- **Entries supplied**:
•••••

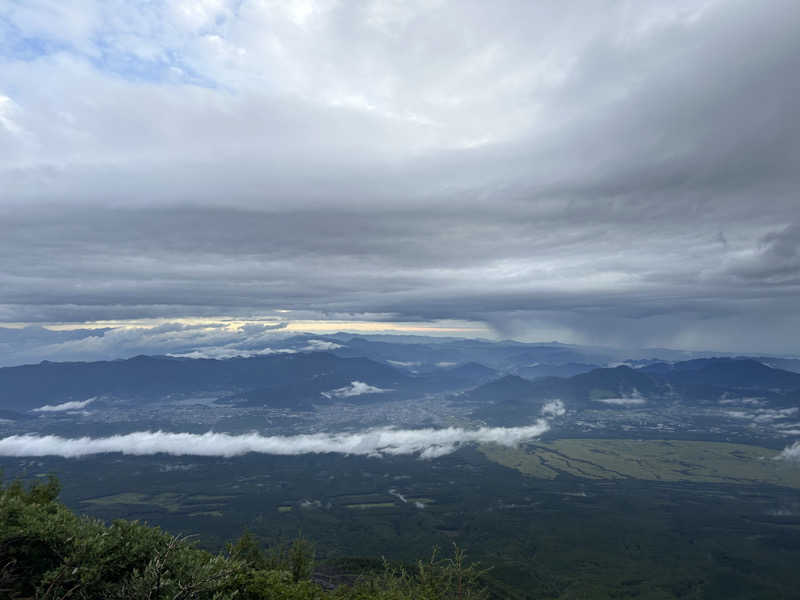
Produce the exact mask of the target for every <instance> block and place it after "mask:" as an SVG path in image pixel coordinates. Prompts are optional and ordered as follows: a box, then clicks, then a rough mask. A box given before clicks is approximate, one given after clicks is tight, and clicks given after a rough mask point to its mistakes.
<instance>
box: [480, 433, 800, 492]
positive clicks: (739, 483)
mask: <svg viewBox="0 0 800 600" xmlns="http://www.w3.org/2000/svg"><path fill="white" fill-rule="evenodd" d="M481 451H482V452H483V454H484V455H485V456H486V457H487V458H488V459H489V460H492V461H494V462H496V463H498V464H501V465H503V466H506V467H511V468H514V469H517V470H518V471H520V472H521V473H524V474H525V475H530V476H533V477H539V478H543V479H554V478H555V477H557V476H558V475H559V474H562V473H566V474H569V475H574V476H576V477H582V478H586V479H642V480H648V481H689V482H705V483H739V484H755V483H770V484H774V485H781V486H786V487H792V488H795V489H800V467H797V466H796V465H792V464H788V463H785V462H783V461H778V460H775V456H776V455H777V452H776V451H775V450H770V449H768V448H761V447H758V446H747V445H743V444H727V443H721V442H693V441H678V440H627V439H625V440H622V439H564V440H556V441H554V442H548V443H544V442H540V443H534V444H527V445H525V446H520V447H517V448H508V447H503V446H497V445H485V446H482V447H481Z"/></svg>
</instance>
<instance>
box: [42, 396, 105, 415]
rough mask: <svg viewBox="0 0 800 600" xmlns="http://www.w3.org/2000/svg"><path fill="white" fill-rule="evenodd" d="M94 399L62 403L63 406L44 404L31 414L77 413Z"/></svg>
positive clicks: (89, 399) (75, 400)
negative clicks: (43, 413)
mask: <svg viewBox="0 0 800 600" xmlns="http://www.w3.org/2000/svg"><path fill="white" fill-rule="evenodd" d="M95 400H96V398H89V399H88V400H75V401H72V402H64V403H63V404H45V405H44V406H40V407H39V408H34V409H33V412H64V411H77V410H80V409H82V408H86V407H87V406H89V405H90V404H91V403H92V402H94V401H95Z"/></svg>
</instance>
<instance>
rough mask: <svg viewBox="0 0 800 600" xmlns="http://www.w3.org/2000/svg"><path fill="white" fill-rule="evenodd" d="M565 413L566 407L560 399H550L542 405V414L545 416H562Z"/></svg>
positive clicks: (553, 416)
mask: <svg viewBox="0 0 800 600" xmlns="http://www.w3.org/2000/svg"><path fill="white" fill-rule="evenodd" d="M566 413H567V408H566V406H564V403H563V402H562V401H561V400H550V401H549V402H547V403H546V404H545V405H544V406H543V407H542V415H543V416H545V417H563V416H564V415H565V414H566Z"/></svg>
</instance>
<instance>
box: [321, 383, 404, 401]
mask: <svg viewBox="0 0 800 600" xmlns="http://www.w3.org/2000/svg"><path fill="white" fill-rule="evenodd" d="M391 391H392V390H389V389H383V388H379V387H375V386H374V385H369V384H368V383H364V382H363V381H351V382H350V385H346V386H344V387H340V388H337V389H335V390H331V391H329V392H322V395H323V396H325V397H326V398H350V397H352V396H361V395H362V394H382V393H384V392H391Z"/></svg>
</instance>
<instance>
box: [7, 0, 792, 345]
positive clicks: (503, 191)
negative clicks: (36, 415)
mask: <svg viewBox="0 0 800 600" xmlns="http://www.w3.org/2000/svg"><path fill="white" fill-rule="evenodd" d="M0 23H2V27H3V28H4V33H5V35H4V36H0V37H2V39H3V40H5V41H3V42H0V54H1V55H2V56H0V189H2V190H3V191H2V199H1V200H0V290H2V294H0V321H7V322H20V321H22V322H53V321H77V322H80V321H84V320H98V319H130V318H144V317H148V318H150V317H163V318H170V317H185V316H218V315H238V316H249V315H264V314H275V313H274V312H273V311H276V310H290V311H295V312H294V313H290V315H291V316H294V315H306V316H313V317H316V318H324V317H333V318H350V319H353V318H371V319H387V320H404V319H405V320H428V319H444V318H455V319H462V320H472V321H480V322H484V323H487V324H488V325H489V326H490V327H492V328H493V329H494V330H495V331H496V332H497V333H498V335H502V336H510V337H517V338H523V339H534V338H545V339H553V338H561V339H563V340H566V341H573V342H592V343H598V342H599V343H605V344H632V345H638V346H646V345H665V346H679V347H689V348H718V349H723V350H736V351H762V352H789V353H796V352H798V345H797V340H796V332H797V331H798V330H800V316H798V314H797V311H796V306H797V303H798V300H800V216H799V215H800V195H799V194H800V108H799V107H800V104H798V102H797V98H798V97H799V96H800V78H798V77H797V73H798V72H800V11H798V10H797V6H796V4H795V3H794V2H792V1H791V0H783V1H782V0H776V1H775V2H744V1H741V2H739V1H728V2H697V1H695V0H693V1H691V2H653V3H648V2H641V3H633V4H625V3H620V4H617V5H615V6H613V7H611V8H609V6H608V5H605V4H604V5H602V6H601V5H600V4H597V3H590V2H585V3H579V2H575V3H557V4H548V3H533V2H494V3H485V2H462V1H458V2H445V1H435V2H410V3H391V2H378V1H375V2H359V3H356V2H343V3H336V2H310V1H309V2H290V3H277V4H270V3H259V2H235V3H233V2H232V3H230V4H229V3H226V2H224V1H223V0H219V1H210V0H209V1H207V2H191V3H189V2H187V3H181V2H174V3H166V4H165V5H158V6H153V5H149V4H148V5H146V6H138V5H137V4H135V3H120V4H119V5H117V4H115V3H97V4H94V3H87V4H86V5H81V6H80V8H72V7H71V6H66V5H62V4H60V3H58V4H51V3H46V2H26V3H21V4H17V3H10V4H8V5H7V6H6V7H4V8H2V9H0ZM98 339H101V338H98Z"/></svg>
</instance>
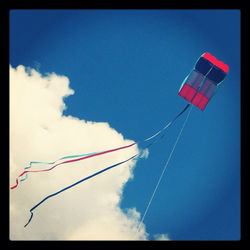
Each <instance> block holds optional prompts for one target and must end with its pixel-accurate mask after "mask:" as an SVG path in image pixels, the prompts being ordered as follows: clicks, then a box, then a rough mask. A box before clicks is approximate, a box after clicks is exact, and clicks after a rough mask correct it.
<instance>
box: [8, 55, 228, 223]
mask: <svg viewBox="0 0 250 250" xmlns="http://www.w3.org/2000/svg"><path fill="white" fill-rule="evenodd" d="M228 70H229V67H228V65H226V64H225V63H223V62H222V61H219V60H218V59H216V58H215V57H214V56H212V55H211V54H210V53H208V52H206V53H204V54H202V55H201V56H200V58H199V59H198V61H197V62H196V64H195V66H194V68H193V70H192V71H191V72H190V74H189V75H188V76H187V77H186V78H185V79H184V81H183V83H182V84H181V87H180V90H179V92H178V94H179V95H180V96H181V97H183V98H184V99H185V100H187V101H188V102H189V103H188V104H187V105H186V106H185V107H184V108H183V109H182V110H181V111H180V112H179V113H178V114H177V115H176V116H175V117H174V118H173V119H172V120H171V121H169V122H168V123H167V124H166V125H165V126H164V127H163V128H162V129H160V130H159V131H158V132H156V133H155V134H153V135H152V136H150V137H148V138H146V139H144V140H141V141H138V142H134V143H132V144H129V145H125V146H120V147H117V148H113V149H108V150H104V151H100V152H93V153H88V154H80V155H70V156H64V157H62V158H60V159H58V160H56V161H53V162H44V161H32V162H30V163H29V166H27V167H26V168H24V171H23V172H22V173H21V174H19V176H18V177H17V178H16V184H15V185H13V186H11V189H12V190H13V189H15V188H17V186H18V184H19V178H20V177H23V178H22V179H20V181H25V180H26V179H27V178H28V173H40V172H45V171H51V170H53V169H54V168H55V167H58V166H60V165H63V164H69V163H72V162H75V161H82V160H85V159H88V158H92V157H97V156H99V155H103V154H108V153H112V152H114V151H118V150H125V149H126V148H129V147H133V146H134V145H138V144H140V145H141V146H142V148H143V149H146V148H149V147H150V146H151V145H153V144H155V143H156V142H158V141H159V139H161V138H162V137H163V136H164V131H165V130H166V129H167V128H169V127H170V126H171V125H172V124H173V123H174V121H175V120H177V119H178V118H179V117H180V116H181V115H182V114H183V113H184V112H185V111H186V110H187V109H188V108H189V107H190V105H192V104H193V105H194V106H196V107H198V108H199V109H200V110H202V111H203V110H204V109H205V107H206V106H207V104H208V102H209V101H210V100H211V98H212V96H213V95H214V94H215V92H216V91H217V89H218V87H219V86H220V84H221V82H222V81H223V80H224V78H225V77H226V75H227V73H228ZM190 111H191V110H190ZM190 111H189V113H188V116H187V118H186V120H185V121H184V123H183V125H182V128H181V130H180V132H179V134H178V137H177V139H176V141H175V144H174V146H173V148H172V151H171V153H170V155H169V157H168V160H167V162H166V164H165V166H164V169H163V171H162V174H161V176H160V178H159V180H158V182H157V185H156V187H155V189H154V192H153V194H152V196H151V198H150V201H149V203H148V206H147V208H146V210H145V212H144V215H143V217H142V220H141V222H140V224H141V223H142V221H143V219H144V217H145V215H146V213H147V211H148V208H149V206H150V204H151V202H152V199H153V197H154V194H155V192H156V190H157V188H158V185H159V183H160V181H161V178H162V176H163V174H164V171H165V169H166V167H167V165H168V162H169V160H170V158H171V156H172V154H173V152H174V149H175V146H176V144H177V142H178V140H179V138H180V136H181V133H182V130H183V128H184V126H185V124H186V122H187V119H188V117H189V114H190ZM160 135H161V136H160ZM153 139H154V140H153ZM139 156H140V153H138V154H136V155H134V156H132V157H130V158H128V159H126V160H124V161H121V162H119V163H116V164H114V165H112V166H108V167H106V168H104V169H102V170H100V171H98V172H96V173H93V174H91V175H90V176H87V177H85V178H83V179H81V180H79V181H77V182H75V183H73V184H71V185H69V186H67V187H65V188H63V189H61V190H59V191H57V192H55V193H53V194H50V195H48V196H46V197H45V198H44V199H43V200H41V201H40V202H39V203H37V204H36V205H35V206H33V207H32V208H31V209H30V218H29V220H28V222H27V223H26V224H25V227H26V226H27V225H28V224H29V223H30V221H31V220H32V217H33V211H34V210H35V209H36V208H37V207H39V206H40V205H41V204H42V203H43V202H45V201H46V200H47V199H49V198H51V197H53V196H55V195H58V194H60V193H62V192H64V191H66V190H68V189H70V188H72V187H73V186H75V185H78V184H80V183H82V182H84V181H86V180H88V179H90V178H93V177H95V176H97V175H99V174H101V173H103V172H105V171H108V170H110V169H112V168H114V167H117V166H119V165H121V164H124V163H126V162H128V161H130V160H132V159H135V158H136V157H139ZM66 159H67V160H66ZM34 164H44V165H49V167H47V168H44V169H39V170H30V168H31V167H32V165H34ZM28 169H29V170H28Z"/></svg>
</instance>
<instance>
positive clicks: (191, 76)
mask: <svg viewBox="0 0 250 250" xmlns="http://www.w3.org/2000/svg"><path fill="white" fill-rule="evenodd" d="M228 70H229V67H228V65H227V64H225V63H223V62H222V61H219V60H218V59H216V58H215V57H214V56H212V55H211V54H210V53H208V52H206V53H204V54H203V55H201V57H200V58H199V59H198V61H197V62H196V64H195V67H194V69H193V70H192V71H191V73H190V74H189V75H188V76H187V77H186V78H185V80H184V81H183V83H182V85H181V88H180V90H179V93H178V94H179V95H180V96H181V97H183V98H184V99H186V100H187V101H188V102H190V103H192V104H193V105H195V106H196V107H198V108H199V109H200V110H202V111H203V110H204V109H205V107H206V106H207V104H208V102H209V101H210V100H211V98H212V96H213V95H214V94H215V92H216V91H217V89H218V87H219V85H220V83H221V82H222V81H223V80H224V78H225V77H226V75H227V73H228Z"/></svg>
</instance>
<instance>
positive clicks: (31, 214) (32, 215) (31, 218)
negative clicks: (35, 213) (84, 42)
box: [24, 210, 33, 227]
mask: <svg viewBox="0 0 250 250" xmlns="http://www.w3.org/2000/svg"><path fill="white" fill-rule="evenodd" d="M32 217H33V213H32V211H31V210H30V218H29V220H28V222H27V223H26V224H25V225H24V227H26V226H27V225H28V224H29V223H30V221H31V220H32Z"/></svg>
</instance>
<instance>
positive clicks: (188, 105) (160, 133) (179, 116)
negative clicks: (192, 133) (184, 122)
mask: <svg viewBox="0 0 250 250" xmlns="http://www.w3.org/2000/svg"><path fill="white" fill-rule="evenodd" d="M189 106H190V103H188V104H187V105H186V106H185V107H184V109H183V110H182V111H181V112H180V113H179V114H177V115H176V116H175V117H174V118H173V120H171V121H170V122H169V123H168V124H167V125H166V126H165V127H163V128H162V129H161V130H159V131H158V132H156V133H155V134H154V135H152V136H150V137H149V138H147V139H145V140H144V141H149V140H151V139H153V138H155V137H156V136H157V135H159V134H161V133H162V132H163V131H164V130H165V129H167V128H168V127H169V126H171V125H172V123H173V122H174V121H175V120H176V119H177V118H178V117H180V116H181V115H182V114H183V113H184V112H185V111H186V110H187V109H188V108H189ZM157 141H158V140H157ZM153 144H154V142H153ZM150 146H151V144H150Z"/></svg>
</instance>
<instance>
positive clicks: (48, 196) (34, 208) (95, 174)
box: [24, 154, 139, 227]
mask: <svg viewBox="0 0 250 250" xmlns="http://www.w3.org/2000/svg"><path fill="white" fill-rule="evenodd" d="M138 155H139V154H136V155H134V156H132V157H130V158H129V159H127V160H125V161H121V162H119V163H116V164H114V165H112V166H109V167H107V168H104V169H102V170H100V171H98V172H96V173H94V174H92V175H89V176H87V177H85V178H83V179H81V180H79V181H77V182H75V183H73V184H71V185H70V186H67V187H65V188H63V189H61V190H59V191H58V192H56V193H53V194H50V195H48V196H46V197H45V198H44V199H43V200H41V201H40V202H39V203H37V204H36V205H35V206H34V207H32V208H31V209H30V213H31V215H30V218H29V220H28V222H27V223H26V224H25V225H24V227H26V226H27V225H28V224H29V223H30V221H31V220H32V217H33V212H32V211H33V210H34V209H36V208H37V207H38V206H40V205H41V204H42V203H43V202H44V201H46V200H47V199H49V198H51V197H53V196H55V195H58V194H60V193H61V192H64V191H66V190H67V189H69V188H72V187H74V186H76V185H78V184H80V183H81V182H83V181H86V180H88V179H90V178H93V177H94V176H96V175H99V174H101V173H103V172H105V171H107V170H110V169H111V168H114V167H116V166H118V165H121V164H123V163H125V162H127V161H130V160H132V159H133V158H135V157H136V156H138Z"/></svg>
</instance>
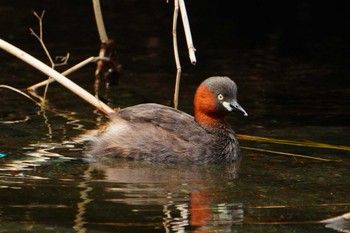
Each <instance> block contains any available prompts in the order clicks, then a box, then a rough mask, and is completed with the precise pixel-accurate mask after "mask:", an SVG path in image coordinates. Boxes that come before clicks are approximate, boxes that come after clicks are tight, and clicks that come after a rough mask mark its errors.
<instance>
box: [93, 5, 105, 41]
mask: <svg viewBox="0 0 350 233" xmlns="http://www.w3.org/2000/svg"><path fill="white" fill-rule="evenodd" d="M92 3H93V5H94V12H95V19H96V24H97V30H98V34H99V35H100V40H101V42H102V43H103V42H106V41H107V40H108V36H107V32H106V28H105V25H104V23H103V18H102V11H101V5H100V0H92Z"/></svg>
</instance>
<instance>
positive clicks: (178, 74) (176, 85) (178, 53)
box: [173, 0, 181, 109]
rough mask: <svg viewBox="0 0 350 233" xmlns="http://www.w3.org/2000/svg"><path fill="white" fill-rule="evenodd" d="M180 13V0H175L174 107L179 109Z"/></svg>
mask: <svg viewBox="0 0 350 233" xmlns="http://www.w3.org/2000/svg"><path fill="white" fill-rule="evenodd" d="M178 15H179V0H174V16H173V47H174V57H175V64H176V80H175V90H174V108H175V109H177V108H178V105H179V91H180V80H181V63H180V58H179V50H178V46H177V33H176V30H177V18H178Z"/></svg>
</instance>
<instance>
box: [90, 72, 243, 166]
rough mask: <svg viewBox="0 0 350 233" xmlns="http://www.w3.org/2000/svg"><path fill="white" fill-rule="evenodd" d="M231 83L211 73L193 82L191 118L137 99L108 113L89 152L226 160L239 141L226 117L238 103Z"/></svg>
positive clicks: (161, 106) (236, 108) (160, 156)
mask: <svg viewBox="0 0 350 233" xmlns="http://www.w3.org/2000/svg"><path fill="white" fill-rule="evenodd" d="M236 93H237V87H236V84H235V83H234V82H233V81H232V80H231V79H229V78H228V77H211V78H208V79H206V80H205V81H203V82H202V83H201V85H200V86H199V87H198V89H197V91H196V94H195V98H194V113H195V114H194V117H192V116H191V115H189V114H187V113H185V112H182V111H179V110H176V109H174V108H171V107H167V106H163V105H159V104H152V103H151V104H140V105H136V106H132V107H128V108H125V109H122V110H120V111H118V112H116V113H114V114H112V115H111V116H110V117H111V121H110V124H109V126H108V128H107V129H106V130H105V131H104V132H102V133H101V134H100V135H98V136H97V137H96V138H95V139H94V140H93V142H92V144H91V151H90V154H91V155H92V156H93V157H94V158H96V159H99V158H103V157H104V156H115V157H124V158H129V159H137V160H146V161H158V162H170V163H228V164H231V163H233V162H235V161H237V160H238V159H239V157H240V150H239V145H238V141H237V139H236V137H235V133H234V131H233V130H232V129H231V127H230V125H229V124H228V123H227V121H226V116H227V114H228V113H229V112H231V111H233V110H238V111H241V112H243V113H244V114H245V115H247V113H246V112H245V111H244V109H243V108H242V107H241V106H240V105H239V104H238V103H237V99H236Z"/></svg>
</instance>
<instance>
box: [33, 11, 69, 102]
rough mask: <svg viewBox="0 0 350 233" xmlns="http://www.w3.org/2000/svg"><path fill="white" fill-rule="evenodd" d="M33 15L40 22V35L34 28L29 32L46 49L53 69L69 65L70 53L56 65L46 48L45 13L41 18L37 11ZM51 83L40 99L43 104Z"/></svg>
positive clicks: (44, 101) (51, 79) (40, 15)
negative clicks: (46, 94) (35, 31)
mask: <svg viewBox="0 0 350 233" xmlns="http://www.w3.org/2000/svg"><path fill="white" fill-rule="evenodd" d="M33 14H34V16H35V17H36V18H37V19H38V21H39V35H38V34H36V33H35V32H34V30H33V29H32V28H29V30H30V33H31V35H33V36H34V37H35V38H37V39H38V41H39V42H40V44H41V47H42V48H43V49H44V51H45V53H46V56H47V57H48V59H49V61H50V63H51V68H52V69H54V68H55V67H56V66H61V65H65V64H67V61H68V59H69V53H67V55H66V56H65V57H64V58H63V59H62V62H61V63H59V64H55V62H54V61H53V59H52V57H51V54H50V53H49V51H48V49H47V48H46V45H45V43H44V38H43V18H44V15H45V11H43V12H42V13H41V15H40V16H39V15H38V14H37V13H36V12H35V11H33ZM48 80H52V78H51V77H49V78H48ZM49 83H50V82H46V86H45V90H44V95H43V97H40V99H41V100H42V101H43V102H45V99H46V94H47V91H48V88H49ZM35 95H36V94H35ZM36 96H37V95H36ZM37 97H39V96H37Z"/></svg>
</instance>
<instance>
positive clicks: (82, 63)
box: [27, 57, 99, 91]
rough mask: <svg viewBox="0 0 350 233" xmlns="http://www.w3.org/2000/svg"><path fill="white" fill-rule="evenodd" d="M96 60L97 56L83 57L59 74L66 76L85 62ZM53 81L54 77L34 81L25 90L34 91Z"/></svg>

•••••

- **Exercise aim**: Nothing but the lines from the beginning of the material through the line with "box: [480, 433, 800, 492]" should appear, printed exactly, with no pictures among them.

- **Solution below**:
Produce the exact mask of the target for every <instance> block and place it after "mask:" as an SVG path in image pixel coordinates. Prompts are optional and ordered as follows: a box, then clicks, then a rough mask. A box given before clicks is approximate, one given after clicks is tight, and clicks given after a rough mask point to its mistakes.
<instance>
box: [480, 433, 800, 492]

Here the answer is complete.